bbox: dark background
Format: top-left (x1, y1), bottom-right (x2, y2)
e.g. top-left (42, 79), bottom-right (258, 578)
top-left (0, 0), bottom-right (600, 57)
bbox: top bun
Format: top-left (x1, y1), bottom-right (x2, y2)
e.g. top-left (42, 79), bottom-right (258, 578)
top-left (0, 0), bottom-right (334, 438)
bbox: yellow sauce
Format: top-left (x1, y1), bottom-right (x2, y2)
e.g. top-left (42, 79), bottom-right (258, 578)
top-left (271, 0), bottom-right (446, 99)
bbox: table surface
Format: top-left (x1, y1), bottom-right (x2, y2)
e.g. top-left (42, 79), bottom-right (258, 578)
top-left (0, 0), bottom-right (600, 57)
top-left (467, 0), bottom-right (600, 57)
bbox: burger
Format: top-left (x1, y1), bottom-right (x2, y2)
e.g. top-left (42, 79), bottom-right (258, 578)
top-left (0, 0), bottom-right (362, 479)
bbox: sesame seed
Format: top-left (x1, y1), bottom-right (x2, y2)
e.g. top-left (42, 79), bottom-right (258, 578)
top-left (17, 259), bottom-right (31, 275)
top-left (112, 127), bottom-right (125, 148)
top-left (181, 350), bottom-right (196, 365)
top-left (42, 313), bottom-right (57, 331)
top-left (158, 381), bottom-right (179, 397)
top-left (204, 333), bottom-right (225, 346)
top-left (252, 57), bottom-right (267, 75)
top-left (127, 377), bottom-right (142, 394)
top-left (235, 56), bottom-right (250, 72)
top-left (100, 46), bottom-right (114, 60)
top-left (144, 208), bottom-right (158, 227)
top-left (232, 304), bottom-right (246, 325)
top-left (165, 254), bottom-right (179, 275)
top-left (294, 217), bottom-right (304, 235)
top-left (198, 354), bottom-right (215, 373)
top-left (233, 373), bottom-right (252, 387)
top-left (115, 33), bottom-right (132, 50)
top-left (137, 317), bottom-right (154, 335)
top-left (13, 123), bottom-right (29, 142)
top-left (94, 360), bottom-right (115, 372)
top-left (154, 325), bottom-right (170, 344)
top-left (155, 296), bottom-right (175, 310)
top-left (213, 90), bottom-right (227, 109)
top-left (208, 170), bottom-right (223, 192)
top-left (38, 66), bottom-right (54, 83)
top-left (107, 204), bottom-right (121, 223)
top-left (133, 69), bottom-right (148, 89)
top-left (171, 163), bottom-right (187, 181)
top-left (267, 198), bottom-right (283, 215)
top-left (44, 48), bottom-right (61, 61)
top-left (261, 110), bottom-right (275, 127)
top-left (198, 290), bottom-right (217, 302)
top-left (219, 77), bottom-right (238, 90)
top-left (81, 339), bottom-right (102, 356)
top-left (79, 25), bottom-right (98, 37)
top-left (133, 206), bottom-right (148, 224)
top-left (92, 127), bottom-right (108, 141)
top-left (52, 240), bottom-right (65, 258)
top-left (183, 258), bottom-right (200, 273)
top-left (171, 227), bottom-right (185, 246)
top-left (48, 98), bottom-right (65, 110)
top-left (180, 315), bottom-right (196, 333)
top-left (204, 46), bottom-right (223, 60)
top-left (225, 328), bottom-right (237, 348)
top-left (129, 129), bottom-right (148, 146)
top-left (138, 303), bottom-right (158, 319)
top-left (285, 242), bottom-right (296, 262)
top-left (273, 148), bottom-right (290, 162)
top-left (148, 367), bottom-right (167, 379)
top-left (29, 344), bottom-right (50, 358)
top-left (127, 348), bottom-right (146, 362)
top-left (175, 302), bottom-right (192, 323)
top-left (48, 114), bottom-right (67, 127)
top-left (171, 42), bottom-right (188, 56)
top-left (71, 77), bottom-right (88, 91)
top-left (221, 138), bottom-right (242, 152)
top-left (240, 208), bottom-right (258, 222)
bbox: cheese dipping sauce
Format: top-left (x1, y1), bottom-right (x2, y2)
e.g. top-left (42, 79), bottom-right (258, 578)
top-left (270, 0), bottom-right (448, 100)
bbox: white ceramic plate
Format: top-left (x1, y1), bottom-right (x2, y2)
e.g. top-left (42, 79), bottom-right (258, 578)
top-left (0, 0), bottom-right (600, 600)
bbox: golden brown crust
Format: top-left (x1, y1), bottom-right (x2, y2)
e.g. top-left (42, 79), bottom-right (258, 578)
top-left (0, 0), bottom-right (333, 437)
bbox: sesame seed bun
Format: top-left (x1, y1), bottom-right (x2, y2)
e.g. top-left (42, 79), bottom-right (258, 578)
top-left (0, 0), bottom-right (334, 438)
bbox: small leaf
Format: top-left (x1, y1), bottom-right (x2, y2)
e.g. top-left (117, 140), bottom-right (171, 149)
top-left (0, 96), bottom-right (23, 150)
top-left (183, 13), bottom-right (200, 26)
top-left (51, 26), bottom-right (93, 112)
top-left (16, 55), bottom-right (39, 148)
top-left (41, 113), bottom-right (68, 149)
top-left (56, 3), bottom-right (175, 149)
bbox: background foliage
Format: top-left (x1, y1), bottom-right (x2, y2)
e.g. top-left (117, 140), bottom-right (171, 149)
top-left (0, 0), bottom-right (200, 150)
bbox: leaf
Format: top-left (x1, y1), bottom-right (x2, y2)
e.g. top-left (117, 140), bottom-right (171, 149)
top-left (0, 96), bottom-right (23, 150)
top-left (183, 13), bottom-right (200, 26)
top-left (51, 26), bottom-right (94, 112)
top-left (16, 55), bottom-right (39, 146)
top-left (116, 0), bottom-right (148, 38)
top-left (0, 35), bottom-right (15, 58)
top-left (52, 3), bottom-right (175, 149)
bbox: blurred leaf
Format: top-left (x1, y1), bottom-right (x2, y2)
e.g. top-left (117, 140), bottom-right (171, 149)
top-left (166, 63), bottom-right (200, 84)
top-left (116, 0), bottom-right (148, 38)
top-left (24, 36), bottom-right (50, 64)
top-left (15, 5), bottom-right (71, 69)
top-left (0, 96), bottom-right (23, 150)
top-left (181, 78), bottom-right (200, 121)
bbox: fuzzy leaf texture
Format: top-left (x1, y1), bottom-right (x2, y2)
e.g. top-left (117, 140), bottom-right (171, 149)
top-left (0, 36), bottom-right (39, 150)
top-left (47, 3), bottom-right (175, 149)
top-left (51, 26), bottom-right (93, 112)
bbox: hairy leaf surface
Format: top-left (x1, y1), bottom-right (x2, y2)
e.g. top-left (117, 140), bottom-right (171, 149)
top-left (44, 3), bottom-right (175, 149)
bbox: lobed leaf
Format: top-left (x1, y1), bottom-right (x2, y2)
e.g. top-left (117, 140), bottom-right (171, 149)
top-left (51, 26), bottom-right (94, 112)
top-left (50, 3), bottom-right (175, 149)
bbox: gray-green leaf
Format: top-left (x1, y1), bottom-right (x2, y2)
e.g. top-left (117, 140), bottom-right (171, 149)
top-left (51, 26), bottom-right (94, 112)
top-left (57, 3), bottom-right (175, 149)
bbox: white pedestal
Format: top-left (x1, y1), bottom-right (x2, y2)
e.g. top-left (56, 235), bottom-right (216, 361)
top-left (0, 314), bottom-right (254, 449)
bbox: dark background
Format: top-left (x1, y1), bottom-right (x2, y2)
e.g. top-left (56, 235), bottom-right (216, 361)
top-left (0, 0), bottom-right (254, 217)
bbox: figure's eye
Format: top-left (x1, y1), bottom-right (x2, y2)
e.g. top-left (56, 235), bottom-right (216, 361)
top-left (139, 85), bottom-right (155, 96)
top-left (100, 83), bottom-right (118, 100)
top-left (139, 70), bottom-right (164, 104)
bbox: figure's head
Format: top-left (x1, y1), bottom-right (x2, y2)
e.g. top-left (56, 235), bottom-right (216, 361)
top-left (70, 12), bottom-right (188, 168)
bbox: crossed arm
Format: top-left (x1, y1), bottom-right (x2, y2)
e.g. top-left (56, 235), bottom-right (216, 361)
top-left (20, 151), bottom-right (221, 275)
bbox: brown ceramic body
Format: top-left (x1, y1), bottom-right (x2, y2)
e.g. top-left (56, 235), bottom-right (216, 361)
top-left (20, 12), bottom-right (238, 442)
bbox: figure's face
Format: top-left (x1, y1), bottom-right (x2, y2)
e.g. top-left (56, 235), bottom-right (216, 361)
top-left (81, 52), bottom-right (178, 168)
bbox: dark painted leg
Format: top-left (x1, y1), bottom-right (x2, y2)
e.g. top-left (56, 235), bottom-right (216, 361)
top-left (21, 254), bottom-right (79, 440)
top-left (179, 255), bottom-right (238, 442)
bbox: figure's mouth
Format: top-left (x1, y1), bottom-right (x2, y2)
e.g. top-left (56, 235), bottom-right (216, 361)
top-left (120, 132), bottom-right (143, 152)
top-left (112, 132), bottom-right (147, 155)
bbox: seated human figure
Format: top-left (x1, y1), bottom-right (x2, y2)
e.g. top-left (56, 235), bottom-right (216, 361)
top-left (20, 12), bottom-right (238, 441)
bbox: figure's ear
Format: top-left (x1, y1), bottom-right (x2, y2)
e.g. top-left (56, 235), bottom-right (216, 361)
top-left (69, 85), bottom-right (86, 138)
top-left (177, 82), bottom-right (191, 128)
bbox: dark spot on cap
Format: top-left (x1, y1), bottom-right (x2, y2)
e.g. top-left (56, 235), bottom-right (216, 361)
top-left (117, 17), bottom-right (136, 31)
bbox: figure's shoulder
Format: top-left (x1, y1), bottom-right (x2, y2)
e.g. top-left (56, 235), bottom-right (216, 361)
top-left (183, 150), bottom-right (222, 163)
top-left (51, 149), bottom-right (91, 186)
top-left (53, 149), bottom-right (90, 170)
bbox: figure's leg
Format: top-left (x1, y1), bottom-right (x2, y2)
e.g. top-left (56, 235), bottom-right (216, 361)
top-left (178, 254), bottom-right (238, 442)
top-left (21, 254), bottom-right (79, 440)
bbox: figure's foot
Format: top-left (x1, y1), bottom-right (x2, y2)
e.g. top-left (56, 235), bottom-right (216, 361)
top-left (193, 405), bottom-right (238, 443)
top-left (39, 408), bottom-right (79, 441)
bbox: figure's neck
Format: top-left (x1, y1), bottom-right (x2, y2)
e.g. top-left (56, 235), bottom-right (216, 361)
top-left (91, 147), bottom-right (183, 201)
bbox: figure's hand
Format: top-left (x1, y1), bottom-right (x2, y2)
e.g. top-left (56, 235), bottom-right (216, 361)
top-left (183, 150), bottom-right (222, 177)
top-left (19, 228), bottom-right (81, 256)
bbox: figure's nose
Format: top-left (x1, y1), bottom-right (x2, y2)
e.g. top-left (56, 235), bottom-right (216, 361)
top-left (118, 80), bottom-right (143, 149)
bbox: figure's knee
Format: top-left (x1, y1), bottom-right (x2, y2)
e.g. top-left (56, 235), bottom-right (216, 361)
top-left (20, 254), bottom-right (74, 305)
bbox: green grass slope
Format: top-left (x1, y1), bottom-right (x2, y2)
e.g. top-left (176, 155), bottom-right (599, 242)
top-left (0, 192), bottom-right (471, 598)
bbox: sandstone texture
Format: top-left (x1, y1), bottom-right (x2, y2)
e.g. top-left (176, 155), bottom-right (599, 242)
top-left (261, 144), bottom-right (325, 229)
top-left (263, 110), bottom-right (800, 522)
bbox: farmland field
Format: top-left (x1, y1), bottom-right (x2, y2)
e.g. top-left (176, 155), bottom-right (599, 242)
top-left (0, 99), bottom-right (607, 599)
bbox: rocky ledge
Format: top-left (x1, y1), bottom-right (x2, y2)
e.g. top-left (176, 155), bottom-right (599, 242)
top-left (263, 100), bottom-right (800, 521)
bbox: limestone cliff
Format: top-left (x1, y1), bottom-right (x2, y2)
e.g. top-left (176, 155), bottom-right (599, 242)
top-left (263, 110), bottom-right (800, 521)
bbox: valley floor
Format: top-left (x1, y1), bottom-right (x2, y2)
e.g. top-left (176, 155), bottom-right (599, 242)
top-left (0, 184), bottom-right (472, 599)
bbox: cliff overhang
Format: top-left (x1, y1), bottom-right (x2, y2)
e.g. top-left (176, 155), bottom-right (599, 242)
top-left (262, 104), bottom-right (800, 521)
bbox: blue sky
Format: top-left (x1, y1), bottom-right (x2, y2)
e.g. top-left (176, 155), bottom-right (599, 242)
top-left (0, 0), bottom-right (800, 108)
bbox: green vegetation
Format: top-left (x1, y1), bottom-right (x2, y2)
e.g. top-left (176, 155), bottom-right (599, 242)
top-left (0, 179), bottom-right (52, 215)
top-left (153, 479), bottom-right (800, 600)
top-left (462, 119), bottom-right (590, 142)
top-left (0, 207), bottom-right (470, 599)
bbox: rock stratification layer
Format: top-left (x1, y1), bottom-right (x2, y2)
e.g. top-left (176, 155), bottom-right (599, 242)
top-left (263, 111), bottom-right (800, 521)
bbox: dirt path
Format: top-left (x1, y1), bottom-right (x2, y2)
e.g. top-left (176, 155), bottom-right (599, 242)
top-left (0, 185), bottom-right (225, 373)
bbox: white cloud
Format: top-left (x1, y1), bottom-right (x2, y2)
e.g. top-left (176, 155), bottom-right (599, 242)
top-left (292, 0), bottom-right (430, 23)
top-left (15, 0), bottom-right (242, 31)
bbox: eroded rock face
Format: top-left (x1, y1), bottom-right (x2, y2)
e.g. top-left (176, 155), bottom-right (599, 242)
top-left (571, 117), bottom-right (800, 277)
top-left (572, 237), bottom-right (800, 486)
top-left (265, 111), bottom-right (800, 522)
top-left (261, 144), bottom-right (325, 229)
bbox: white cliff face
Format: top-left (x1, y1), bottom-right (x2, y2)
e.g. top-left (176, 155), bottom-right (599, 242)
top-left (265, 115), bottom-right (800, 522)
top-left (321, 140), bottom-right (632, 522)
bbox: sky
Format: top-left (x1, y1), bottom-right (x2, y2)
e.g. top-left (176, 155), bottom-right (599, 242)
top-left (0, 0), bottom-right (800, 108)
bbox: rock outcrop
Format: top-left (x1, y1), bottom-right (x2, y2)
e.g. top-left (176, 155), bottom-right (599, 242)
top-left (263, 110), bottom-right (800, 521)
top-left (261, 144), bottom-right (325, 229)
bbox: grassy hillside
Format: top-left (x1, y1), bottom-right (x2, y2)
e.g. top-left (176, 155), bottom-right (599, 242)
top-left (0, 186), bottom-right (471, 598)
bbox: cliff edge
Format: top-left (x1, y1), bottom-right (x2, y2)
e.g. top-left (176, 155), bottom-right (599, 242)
══════
■ YOUR OBJECTIVE ■
Copy the rows above verbatim, starting at the line containing "bbox: white pedestal" and ending at the line containing "top-left (117, 17), bottom-right (136, 31)", with both of those lines included.

■ RESULT OF THE EXERCISE ■
bbox: white pedestal
Format: top-left (x1, y1), bottom-right (x2, y2)
e.g. top-left (56, 235), bottom-right (216, 361)
top-left (0, 314), bottom-right (254, 449)
bbox: dark background
Format: top-left (x1, y1), bottom-right (x2, y2)
e.g. top-left (56, 235), bottom-right (216, 361)
top-left (0, 0), bottom-right (254, 217)
bbox: figure's eye
Format: top-left (x1, y1), bottom-right (x2, y2)
e.g. top-left (56, 235), bottom-right (216, 361)
top-left (139, 85), bottom-right (155, 96)
top-left (100, 83), bottom-right (118, 100)
top-left (139, 70), bottom-right (164, 104)
bbox: figure's head
Format: top-left (x1, y1), bottom-right (x2, y2)
e.g. top-left (56, 235), bottom-right (216, 361)
top-left (70, 12), bottom-right (188, 168)
bbox: crossed arm
Format: top-left (x1, y1), bottom-right (x2, y2)
e.g. top-left (56, 235), bottom-right (216, 361)
top-left (20, 151), bottom-right (221, 275)
bbox: brown ceramic body
Format: top-left (x1, y1), bottom-right (x2, y2)
e.g. top-left (56, 235), bottom-right (216, 361)
top-left (20, 12), bottom-right (238, 442)
bbox: figure's face
Format: top-left (x1, y1), bottom-right (x2, y2)
e.g. top-left (56, 235), bottom-right (216, 361)
top-left (81, 52), bottom-right (178, 168)
bbox: dark painted leg
Format: top-left (x1, y1), bottom-right (x2, y2)
e.g. top-left (56, 235), bottom-right (216, 361)
top-left (21, 254), bottom-right (79, 440)
top-left (179, 255), bottom-right (238, 442)
bbox: figure's mouth
Format: top-left (x1, y1), bottom-right (x2, y2)
e.g. top-left (56, 235), bottom-right (216, 361)
top-left (120, 132), bottom-right (143, 152)
top-left (112, 132), bottom-right (147, 155)
bbox: seated human figure
Format: top-left (x1, y1), bottom-right (x2, y2)
e.g. top-left (56, 235), bottom-right (216, 361)
top-left (20, 12), bottom-right (238, 441)
bbox: figure's ear
Format: top-left (x1, y1), bottom-right (x2, y2)
e.g. top-left (56, 235), bottom-right (216, 361)
top-left (69, 85), bottom-right (86, 138)
top-left (177, 82), bottom-right (191, 128)
bbox: dark spot on cap
Format: top-left (x1, y1), bottom-right (x2, y2)
e.g. top-left (56, 235), bottom-right (216, 361)
top-left (117, 17), bottom-right (136, 31)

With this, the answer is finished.